Supplied information: Begin

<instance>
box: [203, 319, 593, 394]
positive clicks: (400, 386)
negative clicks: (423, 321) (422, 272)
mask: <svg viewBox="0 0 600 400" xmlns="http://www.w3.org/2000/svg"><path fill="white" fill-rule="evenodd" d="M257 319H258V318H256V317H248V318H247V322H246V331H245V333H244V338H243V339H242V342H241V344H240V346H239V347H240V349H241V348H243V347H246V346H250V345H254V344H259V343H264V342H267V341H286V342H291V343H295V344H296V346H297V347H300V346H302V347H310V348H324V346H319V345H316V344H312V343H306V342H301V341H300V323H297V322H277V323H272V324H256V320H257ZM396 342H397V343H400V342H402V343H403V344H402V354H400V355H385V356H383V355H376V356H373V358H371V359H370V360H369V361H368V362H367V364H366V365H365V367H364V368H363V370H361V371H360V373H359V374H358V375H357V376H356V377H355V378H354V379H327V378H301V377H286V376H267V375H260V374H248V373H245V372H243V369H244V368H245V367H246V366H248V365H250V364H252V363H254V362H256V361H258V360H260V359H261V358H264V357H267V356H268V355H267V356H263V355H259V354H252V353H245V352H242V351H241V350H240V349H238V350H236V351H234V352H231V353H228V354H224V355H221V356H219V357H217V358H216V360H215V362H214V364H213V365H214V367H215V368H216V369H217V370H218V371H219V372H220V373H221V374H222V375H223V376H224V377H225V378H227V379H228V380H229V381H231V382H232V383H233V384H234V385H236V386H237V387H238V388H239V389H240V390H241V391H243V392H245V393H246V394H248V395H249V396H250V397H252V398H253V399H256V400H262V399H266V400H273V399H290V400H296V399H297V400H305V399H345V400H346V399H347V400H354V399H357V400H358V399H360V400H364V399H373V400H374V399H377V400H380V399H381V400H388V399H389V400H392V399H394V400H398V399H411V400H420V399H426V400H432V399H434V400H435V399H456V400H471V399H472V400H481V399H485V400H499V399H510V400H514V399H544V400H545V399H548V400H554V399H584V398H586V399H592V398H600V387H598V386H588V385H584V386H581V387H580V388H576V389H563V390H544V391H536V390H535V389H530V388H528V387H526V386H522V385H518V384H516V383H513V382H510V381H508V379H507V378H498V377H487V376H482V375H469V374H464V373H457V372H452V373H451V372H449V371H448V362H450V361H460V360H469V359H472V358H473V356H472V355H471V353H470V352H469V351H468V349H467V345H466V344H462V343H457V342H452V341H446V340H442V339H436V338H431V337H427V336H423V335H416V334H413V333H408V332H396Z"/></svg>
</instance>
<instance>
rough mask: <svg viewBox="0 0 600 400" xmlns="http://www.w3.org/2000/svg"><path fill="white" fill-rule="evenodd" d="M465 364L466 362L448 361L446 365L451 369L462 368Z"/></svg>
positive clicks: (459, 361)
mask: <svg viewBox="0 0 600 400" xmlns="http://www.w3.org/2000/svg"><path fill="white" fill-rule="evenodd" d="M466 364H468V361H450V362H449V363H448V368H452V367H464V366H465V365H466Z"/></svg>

Supplied information: End

§ Goal of the exercise: In full and word for word, output the entries.

§ Result of this exercise:
<instance>
box: [203, 319, 593, 394]
positive clicks: (400, 386)
negative clicks: (423, 321) (422, 272)
mask: <svg viewBox="0 0 600 400" xmlns="http://www.w3.org/2000/svg"><path fill="white" fill-rule="evenodd" d="M257 319H258V318H256V317H248V318H247V322H246V331H245V333H244V338H243V339H242V342H241V344H240V346H239V347H240V349H241V348H243V347H246V346H250V345H254V344H259V343H264V342H267V341H286V342H291V343H295V344H296V346H297V347H300V346H302V347H310V348H324V346H319V345H316V344H312V343H306V342H301V341H300V323H297V322H277V323H272V324H256V320H257ZM396 342H397V343H400V342H402V343H403V344H402V354H400V355H385V356H383V355H376V356H373V358H371V359H370V360H369V361H368V362H367V364H366V365H365V367H364V368H363V370H361V371H360V373H359V374H358V375H357V376H356V377H355V378H354V379H327V378H301V377H286V376H267V375H260V374H248V373H245V372H243V369H244V368H245V367H246V366H248V365H250V364H252V363H254V362H256V361H258V360H260V359H261V358H264V357H267V356H268V355H267V356H263V355H259V354H252V353H245V352H242V351H241V350H240V349H238V350H236V351H234V352H231V353H228V354H224V355H221V356H219V357H217V358H216V360H215V362H214V364H213V365H214V367H215V368H216V369H217V370H218V371H219V372H220V373H221V374H222V375H223V376H224V377H225V378H227V379H228V380H229V381H231V382H232V383H233V384H234V385H236V386H237V387H238V388H239V389H240V390H241V391H243V392H245V393H246V394H248V395H249V396H250V397H252V398H253V399H256V400H262V399H266V400H273V399H290V400H296V399H297V400H305V399H345V400H346V399H347V400H354V399H357V400H358V399H360V400H364V399H373V400H374V399H377V400H380V399H381V400H388V399H389V400H392V399H394V400H398V399H411V400H420V399H426V400H432V399H434V400H435V399H456V400H471V399H472V400H481V399H485V400H499V399H510V400H514V399H544V400H545V399H548V400H554V399H584V398H586V399H592V398H600V387H598V386H588V385H584V386H581V387H580V388H576V389H563V390H544V391H536V390H535V389H530V388H528V387H526V386H522V385H518V384H516V383H513V382H510V381H508V379H507V378H498V377H487V376H482V375H469V374H464V373H457V372H452V373H451V372H449V371H448V362H450V361H460V360H469V359H472V358H473V356H472V355H471V353H470V352H469V351H468V349H467V345H466V344H462V343H457V342H452V341H446V340H442V339H436V338H431V337H427V336H423V335H416V334H413V333H408V332H396Z"/></svg>
</instance>
<instance>
rough mask: <svg viewBox="0 0 600 400" xmlns="http://www.w3.org/2000/svg"><path fill="white" fill-rule="evenodd" d="M465 364L466 362L448 361L446 365L451 369L462 368Z"/></svg>
positive clicks: (459, 361)
mask: <svg viewBox="0 0 600 400" xmlns="http://www.w3.org/2000/svg"><path fill="white" fill-rule="evenodd" d="M466 364H468V361H450V362H449V363H448V368H452V367H464V366H465V365H466Z"/></svg>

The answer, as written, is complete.